→ **Problem details**
Please return each entry in the listing exactly.

---- Supplied records

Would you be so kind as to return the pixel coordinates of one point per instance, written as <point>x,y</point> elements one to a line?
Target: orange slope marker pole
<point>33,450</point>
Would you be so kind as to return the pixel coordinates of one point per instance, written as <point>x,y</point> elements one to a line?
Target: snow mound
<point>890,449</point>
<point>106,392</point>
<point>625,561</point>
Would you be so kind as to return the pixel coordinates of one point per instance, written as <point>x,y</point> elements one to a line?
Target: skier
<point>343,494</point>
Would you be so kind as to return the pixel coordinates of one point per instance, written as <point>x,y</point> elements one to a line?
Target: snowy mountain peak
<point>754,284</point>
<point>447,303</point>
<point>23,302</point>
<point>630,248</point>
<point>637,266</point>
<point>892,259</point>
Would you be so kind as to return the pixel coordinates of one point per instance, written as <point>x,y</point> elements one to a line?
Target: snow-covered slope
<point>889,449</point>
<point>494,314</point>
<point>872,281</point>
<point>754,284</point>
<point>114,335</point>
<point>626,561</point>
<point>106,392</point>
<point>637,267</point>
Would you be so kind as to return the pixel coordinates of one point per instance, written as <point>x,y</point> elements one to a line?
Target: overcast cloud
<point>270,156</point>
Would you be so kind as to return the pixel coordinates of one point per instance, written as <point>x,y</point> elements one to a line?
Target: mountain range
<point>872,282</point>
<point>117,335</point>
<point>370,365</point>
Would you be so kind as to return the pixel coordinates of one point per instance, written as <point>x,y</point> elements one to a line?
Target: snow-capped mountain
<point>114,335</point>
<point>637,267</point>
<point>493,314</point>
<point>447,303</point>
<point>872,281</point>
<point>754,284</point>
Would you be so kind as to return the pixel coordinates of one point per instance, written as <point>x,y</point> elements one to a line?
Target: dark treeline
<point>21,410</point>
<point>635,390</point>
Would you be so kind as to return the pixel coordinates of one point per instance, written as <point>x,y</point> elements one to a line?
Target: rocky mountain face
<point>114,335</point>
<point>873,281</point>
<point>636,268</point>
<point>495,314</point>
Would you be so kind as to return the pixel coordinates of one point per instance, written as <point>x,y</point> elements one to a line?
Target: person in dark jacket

--------

→ **Response to this task**
Would you be so kind as to return the pixel coordinates of one point per instance, written as <point>x,y</point> elements one to a line?
Target: orange slope marker pole
<point>33,450</point>
Would you be so kind as to return the pixel coordinates of one point per instance, written as <point>x,y</point> elements one to a line?
Target: snow mound
<point>890,449</point>
<point>106,392</point>
<point>625,561</point>
Would you be so kind as to return the pixel coordinates of one point per instance, written as <point>x,y</point> elements one to a line?
Target: skier
<point>343,494</point>
Would you be so kind as to return the pixel coordinates of one point per instance, written as <point>x,y</point> elements one to a line?
Target: snowy mountain peak
<point>754,284</point>
<point>447,303</point>
<point>23,302</point>
<point>630,248</point>
<point>637,266</point>
<point>892,259</point>
Would you be so kind as to return the pixel coordinates of one point per instance, written as <point>x,y</point> elements one to a line?
Target: snow-covered slope
<point>889,449</point>
<point>494,314</point>
<point>872,281</point>
<point>754,284</point>
<point>114,335</point>
<point>626,561</point>
<point>106,392</point>
<point>637,267</point>
Would you be so kind as to return the pixel coordinates of one point per instance, written as <point>x,y</point> elements one to a line?
Target: overcast cloud
<point>270,156</point>
Would you be so kind as to return the pixel coordinates of one point per instance, written as <point>x,y</point> elements one to a line?
Target: mountain range
<point>872,282</point>
<point>117,335</point>
<point>370,365</point>
Would you be so kind as to return the pixel coordinates of one point per instance, written as <point>x,y</point> elements one to a line?
Target: snow-capped mountain
<point>114,335</point>
<point>637,267</point>
<point>493,314</point>
<point>447,303</point>
<point>872,281</point>
<point>754,284</point>
Would you be so kind as to return the pixel coordinates of one point per instance, written as <point>x,y</point> elements one to a line?
Target: dark treeline
<point>21,410</point>
<point>635,390</point>
Would you be so kind as to return the pixel coordinates of one point per instance, written as <point>x,y</point> elements one to a line?
Target: rocky mountain face
<point>114,335</point>
<point>873,281</point>
<point>636,268</point>
<point>495,314</point>
Would you be so kind as to return the pixel coordinates of one point per instance, written as <point>x,y</point> elements one to a line?
Target: person in dark jacket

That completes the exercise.